*待解问题:* 能否把下方题解代码里从“A. 简单的分类讨论+基础数论”起、到“if(x-mod >= 1)”为止（包括这一处）的那一段原样复述一遍？

A. 简单的分类讨论+基础数论
#include <bits/stdc++.h>
#define int long long
using namespace std;
int calc(int x, int y){
int mod = x%5;
if(mod == 0 && x>=1)
return 0;
int c1=INT_MAX, c2=INT_MAX;
if(x-mod >= 1)
c1 = mod;
int nowx = x+(5-mod);
if(nowx >= 1){
int tmp = 5-mod;
if(nowx > y)
tmp += nowx-y;
c2 = tmp;
}
return min(c1, c2);
}
signed main(){
ios_base::sync_with_stdio(0);
cin.tie(0), cout.tie(0);
int T;
cin >> T;
while(T--){
int x, y;
cin >> x >> y;
cout << calc(x, y) << "\n";
}
return 0;
}
B. 字符串匹配
#include <bits/stdc++.h>
#define int long long
using namespace std;
int a[30];
signed main(){
ios_base::sync_with_stdio(0);
cin.tie(0), cout.tie(0);
int T, n;
string str;
cin >> T;
while(T--){
cin >> n;
for(int i=1; i<=26; i++) cin >> a[i];
cin >> str;
if(n==1){
cout << (a[str[0]-'a'+1]==1 ? "Yes\n" : "No\n");
continue;
}
// char now = str[0];
int cnt = 1;
bool flg = 0;
for(int i=1; i<n;){
while(str[i]==str[i-1] && i<n){
i++;
cnt++;
}
if(i == n)

*所给数据:*

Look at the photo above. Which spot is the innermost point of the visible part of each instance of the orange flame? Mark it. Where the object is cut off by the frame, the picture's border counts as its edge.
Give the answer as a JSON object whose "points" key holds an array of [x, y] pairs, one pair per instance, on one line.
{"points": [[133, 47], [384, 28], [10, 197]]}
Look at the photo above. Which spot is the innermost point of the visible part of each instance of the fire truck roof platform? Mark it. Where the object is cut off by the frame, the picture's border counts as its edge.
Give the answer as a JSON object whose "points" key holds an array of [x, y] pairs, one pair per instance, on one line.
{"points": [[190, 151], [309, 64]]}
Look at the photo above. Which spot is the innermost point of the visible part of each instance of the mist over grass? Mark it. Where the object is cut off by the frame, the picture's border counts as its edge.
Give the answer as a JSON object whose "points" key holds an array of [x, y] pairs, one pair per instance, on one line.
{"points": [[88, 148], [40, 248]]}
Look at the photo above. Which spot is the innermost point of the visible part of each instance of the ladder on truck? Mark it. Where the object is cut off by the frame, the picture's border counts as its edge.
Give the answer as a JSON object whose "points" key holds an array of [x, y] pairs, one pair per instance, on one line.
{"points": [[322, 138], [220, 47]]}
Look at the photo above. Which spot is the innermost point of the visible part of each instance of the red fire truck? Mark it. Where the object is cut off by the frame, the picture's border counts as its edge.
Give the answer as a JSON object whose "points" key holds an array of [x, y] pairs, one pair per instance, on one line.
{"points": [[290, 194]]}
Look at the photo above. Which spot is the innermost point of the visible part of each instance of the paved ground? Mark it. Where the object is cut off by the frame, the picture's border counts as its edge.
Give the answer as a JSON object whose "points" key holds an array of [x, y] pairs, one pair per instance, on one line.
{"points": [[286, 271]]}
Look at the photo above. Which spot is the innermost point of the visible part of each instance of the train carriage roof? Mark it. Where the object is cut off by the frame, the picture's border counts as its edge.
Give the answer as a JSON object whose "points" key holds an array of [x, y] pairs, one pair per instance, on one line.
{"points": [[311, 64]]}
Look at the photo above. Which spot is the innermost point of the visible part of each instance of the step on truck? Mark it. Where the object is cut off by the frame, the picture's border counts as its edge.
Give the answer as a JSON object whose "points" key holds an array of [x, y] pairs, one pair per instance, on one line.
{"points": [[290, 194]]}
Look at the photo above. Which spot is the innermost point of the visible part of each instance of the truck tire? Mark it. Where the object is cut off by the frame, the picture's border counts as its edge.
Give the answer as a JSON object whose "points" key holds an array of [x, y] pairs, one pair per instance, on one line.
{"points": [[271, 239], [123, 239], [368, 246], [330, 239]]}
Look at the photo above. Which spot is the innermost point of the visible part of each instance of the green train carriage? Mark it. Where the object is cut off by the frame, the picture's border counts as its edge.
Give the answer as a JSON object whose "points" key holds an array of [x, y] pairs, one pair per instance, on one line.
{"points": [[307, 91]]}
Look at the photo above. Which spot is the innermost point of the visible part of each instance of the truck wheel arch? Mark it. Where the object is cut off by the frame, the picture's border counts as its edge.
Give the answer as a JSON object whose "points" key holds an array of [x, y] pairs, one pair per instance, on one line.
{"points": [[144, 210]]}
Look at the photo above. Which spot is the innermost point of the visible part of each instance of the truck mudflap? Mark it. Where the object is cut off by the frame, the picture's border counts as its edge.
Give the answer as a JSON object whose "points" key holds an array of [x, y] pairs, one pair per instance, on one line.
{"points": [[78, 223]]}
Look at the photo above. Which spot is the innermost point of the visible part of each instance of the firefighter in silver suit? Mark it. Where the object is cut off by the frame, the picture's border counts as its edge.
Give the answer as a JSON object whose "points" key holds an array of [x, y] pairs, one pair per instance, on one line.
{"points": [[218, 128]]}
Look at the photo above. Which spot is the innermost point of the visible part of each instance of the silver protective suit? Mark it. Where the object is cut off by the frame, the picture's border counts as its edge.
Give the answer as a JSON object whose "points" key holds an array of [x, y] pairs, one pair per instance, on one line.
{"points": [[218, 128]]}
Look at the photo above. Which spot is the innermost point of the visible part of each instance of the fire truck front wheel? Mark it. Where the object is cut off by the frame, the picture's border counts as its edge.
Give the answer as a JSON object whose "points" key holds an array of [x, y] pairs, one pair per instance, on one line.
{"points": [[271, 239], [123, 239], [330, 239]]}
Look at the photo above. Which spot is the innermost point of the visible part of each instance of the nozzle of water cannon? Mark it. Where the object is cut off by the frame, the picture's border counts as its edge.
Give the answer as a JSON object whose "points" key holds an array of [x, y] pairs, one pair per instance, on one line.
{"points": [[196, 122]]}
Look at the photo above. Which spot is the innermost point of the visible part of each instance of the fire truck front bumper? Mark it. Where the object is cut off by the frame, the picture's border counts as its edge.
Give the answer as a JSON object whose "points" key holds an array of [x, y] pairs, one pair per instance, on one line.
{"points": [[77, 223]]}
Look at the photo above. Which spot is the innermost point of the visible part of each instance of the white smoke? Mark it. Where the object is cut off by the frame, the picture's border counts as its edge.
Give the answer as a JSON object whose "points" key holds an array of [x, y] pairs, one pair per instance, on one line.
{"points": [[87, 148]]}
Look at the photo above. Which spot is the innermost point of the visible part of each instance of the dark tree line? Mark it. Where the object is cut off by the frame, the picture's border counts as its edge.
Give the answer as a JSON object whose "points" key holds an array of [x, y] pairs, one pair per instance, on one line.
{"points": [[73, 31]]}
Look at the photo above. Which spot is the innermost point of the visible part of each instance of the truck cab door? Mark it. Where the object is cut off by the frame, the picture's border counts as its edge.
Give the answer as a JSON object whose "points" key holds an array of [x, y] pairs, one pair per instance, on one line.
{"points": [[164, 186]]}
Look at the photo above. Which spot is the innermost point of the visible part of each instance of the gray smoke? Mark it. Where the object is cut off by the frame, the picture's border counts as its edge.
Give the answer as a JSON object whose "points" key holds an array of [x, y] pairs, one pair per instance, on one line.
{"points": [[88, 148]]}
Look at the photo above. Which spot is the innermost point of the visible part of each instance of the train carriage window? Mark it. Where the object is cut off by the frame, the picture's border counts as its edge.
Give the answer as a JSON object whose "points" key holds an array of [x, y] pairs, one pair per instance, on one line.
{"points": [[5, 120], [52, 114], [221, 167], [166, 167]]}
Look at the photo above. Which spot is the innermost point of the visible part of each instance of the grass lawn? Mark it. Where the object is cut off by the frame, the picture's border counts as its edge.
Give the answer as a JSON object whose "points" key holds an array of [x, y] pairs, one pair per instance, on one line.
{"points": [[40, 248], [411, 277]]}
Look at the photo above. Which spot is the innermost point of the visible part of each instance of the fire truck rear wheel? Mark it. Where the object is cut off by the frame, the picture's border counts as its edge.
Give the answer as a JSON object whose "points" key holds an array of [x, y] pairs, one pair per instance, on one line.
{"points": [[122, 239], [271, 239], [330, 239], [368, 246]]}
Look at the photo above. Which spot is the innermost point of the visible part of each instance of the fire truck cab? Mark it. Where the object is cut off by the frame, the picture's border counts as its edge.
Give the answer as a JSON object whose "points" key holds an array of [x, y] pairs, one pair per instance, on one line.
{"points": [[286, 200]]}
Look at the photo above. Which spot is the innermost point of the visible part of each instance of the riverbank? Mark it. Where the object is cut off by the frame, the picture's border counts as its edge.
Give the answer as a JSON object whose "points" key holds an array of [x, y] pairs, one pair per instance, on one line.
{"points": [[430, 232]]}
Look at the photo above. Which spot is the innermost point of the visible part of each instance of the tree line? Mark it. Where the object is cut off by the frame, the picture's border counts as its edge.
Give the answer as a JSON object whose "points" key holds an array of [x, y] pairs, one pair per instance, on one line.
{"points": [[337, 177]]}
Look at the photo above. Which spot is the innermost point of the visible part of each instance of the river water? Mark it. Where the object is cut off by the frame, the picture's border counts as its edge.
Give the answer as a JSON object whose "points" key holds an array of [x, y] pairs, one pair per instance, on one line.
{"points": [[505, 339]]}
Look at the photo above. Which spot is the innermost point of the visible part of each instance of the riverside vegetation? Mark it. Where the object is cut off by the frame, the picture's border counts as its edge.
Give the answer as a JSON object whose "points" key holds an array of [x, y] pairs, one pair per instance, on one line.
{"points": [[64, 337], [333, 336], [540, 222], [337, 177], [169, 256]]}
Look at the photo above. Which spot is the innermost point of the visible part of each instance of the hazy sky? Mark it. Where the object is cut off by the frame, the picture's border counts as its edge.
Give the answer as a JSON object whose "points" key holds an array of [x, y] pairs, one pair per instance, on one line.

*任务解答:*
A. 简单的分类讨论+基础数论
#include <bits/stdc++.h>
#define int long long
using namespace std;
int calc(int x, int y){
int mod = x%5;
if(mod == 0 && x>=1)
return 0;
int c1=INT_MAX, c2=INT_MAX;
if(x-mod >= 1)